* Task objective
In the blog post below, why does the writer tell Piss-boy to make up a planet for his school writing assignment instead of using a real one? Answer in one to three sentences.

* Text excerpt
- - -

Thursday, April 06, 2006

Wife, Mother, & Closeted Trek Geek


Piss-boy brought home a writing assignment for school with the idea that if you were going to live on another planet what would it be like. I explained that since we know that all the other planets in our solar system are uninhabitable that it’s better to make one up. Well after watching him sit for a couple hours, I realized this was going nowhere fast, so I pulled out my little dark secret out of the closet and set him doing research. The book he used is called The Star Trek Enclyopedia. Everything in there is painstakingly cross-referenced, and it has a complete list of life forms and planets (naturally cross-referenced with episodes and name of specific Star Trek Series).

The Talk You Never Want To Have


Had a talk today with Piss-boy about why Grammy is so weird. See, I was talking to her on the speakerphone, updating her on the goings on here, or at least trying to. She was talking about a funeral she went to and how nice it was seeing everyone again. Piss-boy gave a funny look at that and I explained when I was growing up there was never talk about going to someone’s house for a birthday party, but there was always talk about going to funerals. Grandma looked at funerals as way to see old friends, and family.

Seriously, I’m not making this up. I can clearly recall being younger than Fredo, and looking through Grandma’s massive collection of photo albums, and actually seeing pictures taken at funerals. Not just of the people there but also of the deceased, commingled with pictures of a little Ranter playing the back yard or Christmas; you get the idea I'm sure.

Yes! Can you imagine this conversation that took place less than 5 years ago when I was at Grandma’s house with the children.

Grandma: You remember so and so, they used to do all those crazy things.
Me: No, not really.
Grandma: oh sure you do from the church in town.
Me: No I really don’t.
Grandma: I’m sure they were at our 25th Anniversary.
Me: I was 6 or 7 then, I really don’t remember anything except the fight. (My dad had gotten into a verbal spat with a friend of my grandparents and we left the party before the presents were opened and cake was served. I remember really wanting to eat that cake.)
Grandma: (ignoring the fight comment) Let me find a picture.

Then she disappears for an hour, leaving me to talk with Grandpa, who insists that I remember this person too.
I hear Grandma calling from the Living Room, “I found a picture.”

- - -

* Recorded information
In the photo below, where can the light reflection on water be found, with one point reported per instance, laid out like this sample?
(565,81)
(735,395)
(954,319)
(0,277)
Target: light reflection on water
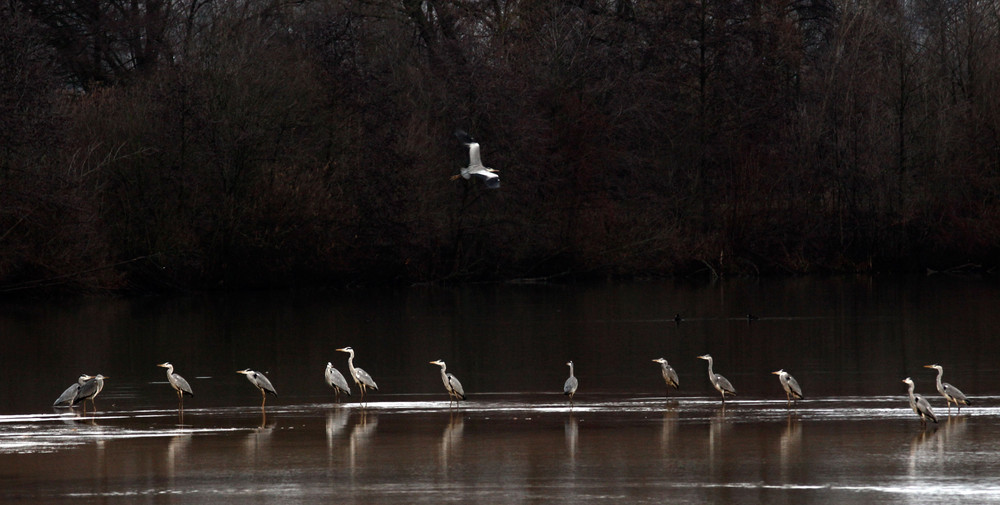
(518,440)
(512,449)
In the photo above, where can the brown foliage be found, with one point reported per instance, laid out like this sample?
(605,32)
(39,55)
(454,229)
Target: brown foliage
(268,143)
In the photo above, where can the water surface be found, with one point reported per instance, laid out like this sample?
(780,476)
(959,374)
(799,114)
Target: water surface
(517,440)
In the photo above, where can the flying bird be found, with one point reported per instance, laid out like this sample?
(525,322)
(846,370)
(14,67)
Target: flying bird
(476,168)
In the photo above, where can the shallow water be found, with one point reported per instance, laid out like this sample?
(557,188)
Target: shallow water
(849,342)
(507,448)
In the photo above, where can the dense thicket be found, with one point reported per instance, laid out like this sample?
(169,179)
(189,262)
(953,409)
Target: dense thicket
(204,143)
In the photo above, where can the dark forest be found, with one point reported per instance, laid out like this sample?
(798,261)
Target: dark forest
(150,146)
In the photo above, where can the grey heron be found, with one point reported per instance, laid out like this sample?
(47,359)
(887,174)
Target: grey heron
(177,382)
(950,393)
(669,375)
(89,390)
(261,383)
(336,380)
(455,390)
(919,404)
(790,385)
(476,168)
(69,395)
(569,388)
(719,382)
(361,377)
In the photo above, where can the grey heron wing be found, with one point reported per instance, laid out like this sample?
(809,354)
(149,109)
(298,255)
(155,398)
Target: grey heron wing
(474,158)
(725,384)
(181,384)
(263,383)
(456,386)
(365,379)
(68,396)
(793,386)
(954,393)
(570,385)
(924,408)
(491,180)
(87,390)
(336,380)
(671,375)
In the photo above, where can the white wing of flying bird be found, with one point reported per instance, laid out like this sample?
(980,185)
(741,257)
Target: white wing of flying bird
(476,168)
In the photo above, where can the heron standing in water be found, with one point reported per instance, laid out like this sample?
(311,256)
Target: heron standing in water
(177,382)
(476,168)
(790,385)
(337,381)
(69,396)
(919,404)
(261,383)
(361,377)
(720,383)
(669,375)
(950,393)
(569,388)
(89,390)
(451,384)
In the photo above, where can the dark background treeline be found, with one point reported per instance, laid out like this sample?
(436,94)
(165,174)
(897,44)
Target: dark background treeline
(155,144)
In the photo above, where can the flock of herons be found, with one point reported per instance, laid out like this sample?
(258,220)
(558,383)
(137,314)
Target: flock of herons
(88,387)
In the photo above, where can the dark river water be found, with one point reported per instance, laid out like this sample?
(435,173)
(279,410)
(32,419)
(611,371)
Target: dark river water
(625,439)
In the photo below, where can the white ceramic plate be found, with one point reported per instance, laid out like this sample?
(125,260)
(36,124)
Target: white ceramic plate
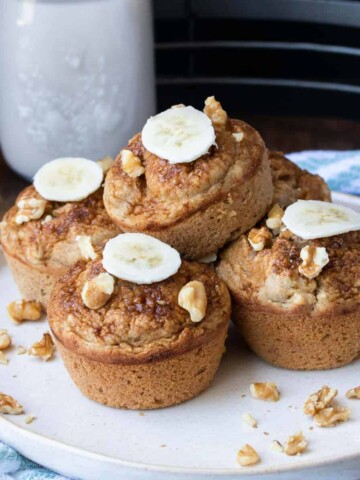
(82,439)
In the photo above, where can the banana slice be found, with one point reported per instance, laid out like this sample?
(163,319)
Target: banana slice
(68,179)
(139,258)
(179,135)
(311,219)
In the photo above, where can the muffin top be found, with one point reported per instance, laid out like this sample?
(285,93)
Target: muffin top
(155,193)
(291,183)
(274,278)
(50,239)
(139,322)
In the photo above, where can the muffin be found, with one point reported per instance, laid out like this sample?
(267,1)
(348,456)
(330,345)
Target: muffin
(215,189)
(297,299)
(42,238)
(291,183)
(137,348)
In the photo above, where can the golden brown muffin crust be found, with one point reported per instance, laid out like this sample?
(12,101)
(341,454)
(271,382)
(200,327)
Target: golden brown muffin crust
(168,193)
(140,322)
(52,244)
(270,279)
(291,183)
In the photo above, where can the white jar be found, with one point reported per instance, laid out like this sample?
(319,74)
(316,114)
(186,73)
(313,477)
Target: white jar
(76,78)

- - -

* Expected answer
The writer explained that it's better to make one up because we know all the other planets in our solar system are uninhabitable.